:: Task statement ::
Your task is to copy all of the entries exactly as they are given.

Stored data entries:
────────────────

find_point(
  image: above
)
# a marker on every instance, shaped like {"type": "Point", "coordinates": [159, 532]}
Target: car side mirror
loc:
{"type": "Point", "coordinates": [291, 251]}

────────────────

:: Solution to this exercise ::
find_point(
  image: above
)
# a marker on every instance, shaped like {"type": "Point", "coordinates": [159, 532]}
Target: car side mirror
loc:
{"type": "Point", "coordinates": [291, 251]}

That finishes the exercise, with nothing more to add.